**YOUR ASSIGNMENT:**
Your task is to repeat the entries word for word while leaving out the pictures.

**Saved entries:**
= Beginning of Section =
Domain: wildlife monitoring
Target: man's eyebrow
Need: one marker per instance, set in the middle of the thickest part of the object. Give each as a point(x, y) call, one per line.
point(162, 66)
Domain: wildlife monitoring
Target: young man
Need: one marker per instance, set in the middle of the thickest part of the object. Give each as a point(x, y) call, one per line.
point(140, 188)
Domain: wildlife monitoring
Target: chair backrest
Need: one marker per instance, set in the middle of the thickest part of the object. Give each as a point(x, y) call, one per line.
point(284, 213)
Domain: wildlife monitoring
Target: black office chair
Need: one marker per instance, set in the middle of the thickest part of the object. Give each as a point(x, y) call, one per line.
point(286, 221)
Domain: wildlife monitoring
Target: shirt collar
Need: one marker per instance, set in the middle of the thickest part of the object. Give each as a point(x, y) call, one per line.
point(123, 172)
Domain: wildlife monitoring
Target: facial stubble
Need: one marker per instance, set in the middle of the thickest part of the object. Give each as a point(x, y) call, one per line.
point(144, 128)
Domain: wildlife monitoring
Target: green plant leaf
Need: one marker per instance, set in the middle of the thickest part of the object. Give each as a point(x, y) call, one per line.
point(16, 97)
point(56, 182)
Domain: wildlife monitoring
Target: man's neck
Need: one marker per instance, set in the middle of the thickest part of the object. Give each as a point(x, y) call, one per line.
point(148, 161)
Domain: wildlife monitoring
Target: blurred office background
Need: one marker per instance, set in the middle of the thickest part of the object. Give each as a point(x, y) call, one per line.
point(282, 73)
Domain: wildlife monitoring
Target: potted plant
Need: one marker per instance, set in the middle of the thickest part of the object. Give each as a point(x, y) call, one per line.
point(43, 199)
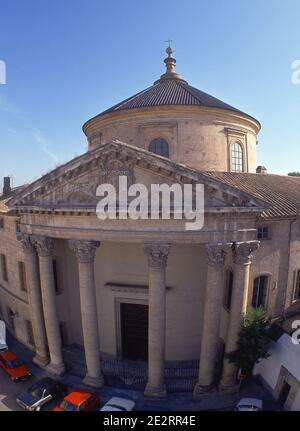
= End of Section =
**ANSWER SECTION:**
Domain: wildlife monitoring
Target: man's eyebrow
Need: one marker per instance, set in the middle of the thickest part of the object. Give each as a point(x, y) call, one per line.
point(162, 66)
Domain: wildlife monitoring
Target: young man
Need: one marker per instance, set in the middle of the thickest part of the object. Give each as a point(x, y) call, one per line.
point(140, 188)
Domain: wildlife monitoring
Target: chair backrest
Need: one marker per instance, set in the middle of the thickest part of the object. Give each as a point(x, y) call, one per line.
point(284, 213)
Domain: wildlife monitoring
Target: black office chair
Need: one marker per instance, set in the middle of the thickest part of the object. Give each as a point(x, y) call, one per line.
point(286, 221)
Domain: wildlife monitoring
Target: shirt collar
Need: one marker per instance, set in the middle of the thickest part of the object. Give each as a point(x, y) call, one per line.
point(123, 172)
Domain: wildlife monitoring
Target: facial stubble
Need: one marker per instance, set in the middle of the thickest part of the object. Give each as a point(x, y) call, one per line.
point(144, 128)
Domain: wildlife monitoring
Target: green plant leaf
Need: one marker per instance, set in the middle of the thickest part of the object. Give each as a point(x, y) call, one per line.
point(16, 97)
point(56, 182)
Domain: wildlife monitoring
Target: man's neck
Need: one marker per instance, set in the middle of the thickest part of the object. Give each as a point(x, y) call, one per line.
point(148, 161)
Domain: wildlife monitoring
Target: blurred office background
Need: one marker per instance, set in the middle of the thickest part of the object. Give each as a point(x, y) call, one per line.
point(282, 73)
Domain: wildlife monitoring
Target: potted plant
Need: one marker per instance, set in the middle of the thickest part of the object. Give each as a point(x, y) call, one per line.
point(43, 199)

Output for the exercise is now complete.